→ **Activity**: Return the whole listing, line for line, without the pictures in it.

→ **Data extract**:
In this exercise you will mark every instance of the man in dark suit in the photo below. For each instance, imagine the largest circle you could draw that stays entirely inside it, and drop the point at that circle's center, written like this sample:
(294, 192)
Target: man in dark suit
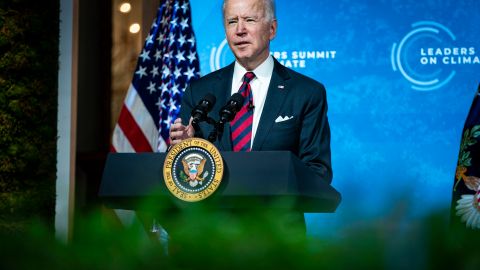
(288, 111)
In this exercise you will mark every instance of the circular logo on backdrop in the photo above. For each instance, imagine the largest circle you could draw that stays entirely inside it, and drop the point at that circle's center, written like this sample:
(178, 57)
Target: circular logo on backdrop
(193, 170)
(428, 55)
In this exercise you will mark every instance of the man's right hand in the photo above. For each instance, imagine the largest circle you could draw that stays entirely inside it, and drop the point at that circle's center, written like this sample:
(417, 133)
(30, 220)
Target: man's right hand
(179, 132)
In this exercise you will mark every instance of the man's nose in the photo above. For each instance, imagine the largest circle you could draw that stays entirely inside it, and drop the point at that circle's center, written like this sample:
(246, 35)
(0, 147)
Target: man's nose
(240, 30)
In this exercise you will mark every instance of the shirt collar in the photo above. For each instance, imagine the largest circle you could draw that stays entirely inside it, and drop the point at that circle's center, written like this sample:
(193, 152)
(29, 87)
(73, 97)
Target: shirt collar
(263, 72)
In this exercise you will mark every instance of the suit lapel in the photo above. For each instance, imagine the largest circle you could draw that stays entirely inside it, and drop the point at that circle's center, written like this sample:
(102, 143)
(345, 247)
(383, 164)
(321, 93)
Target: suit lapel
(223, 92)
(277, 91)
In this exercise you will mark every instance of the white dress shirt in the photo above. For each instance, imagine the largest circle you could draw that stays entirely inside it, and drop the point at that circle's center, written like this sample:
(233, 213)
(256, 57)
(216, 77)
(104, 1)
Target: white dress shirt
(259, 86)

→ **Exercise response**:
In this exercise you will mark every instance of the man in dark suit in the photo below. For each instance, imagine the largest circle you could draw that stays entirely inside it, and drop the point at that circle's center, written like this sample:
(294, 192)
Target: man in dark suit
(288, 111)
In this exercise you will mark every instance of the circular logo on backdrop in the photo above. For each instance, imagine the largest circle you could draw that stays entirely inside it, and drop the point at that circle's center, written like this sample:
(178, 57)
Target: circular logo on backdrop
(193, 170)
(428, 55)
In this exercise you will mark every instance of the man's right hand in the photo above. For each instance, imagine the largest circle you could draw that stays entirely inside it, and drop the point at that circle's center, written like this sample:
(417, 133)
(30, 220)
Target: man's right hand
(179, 132)
In this exercise you will mark every instance of the man's nose in the photo above. For each instance, imagine the largest circle you could draw that stays entirely inside it, and drop the point at that circle's center, written like this sample:
(246, 35)
(0, 147)
Target: man's nose
(240, 30)
In this exercise you will mark every instance of the shirt collar in the photo above. For each instance, imagine the largest circle you could draw that stays entirely inside it, and drop the point at that circle's center, written like this sample:
(193, 152)
(29, 87)
(73, 97)
Target: shirt collar
(263, 72)
In this exercise you will mark every instance of the suit lapel in the photo above. For each instance, imagine the largest circle you could draw that stays entirely inside it, and drop the point at that circle's center, written like this sample:
(102, 143)
(345, 247)
(383, 164)
(321, 93)
Target: suit lapel
(223, 92)
(277, 91)
In this exercise you will mark every instance of the white dress shirt in the photo above. For each instance, imagine the largest circle you could draw that stays entirely inside it, and drop the point at that circle's center, written like this sample:
(233, 213)
(256, 57)
(216, 77)
(104, 1)
Target: white dress shirt
(259, 86)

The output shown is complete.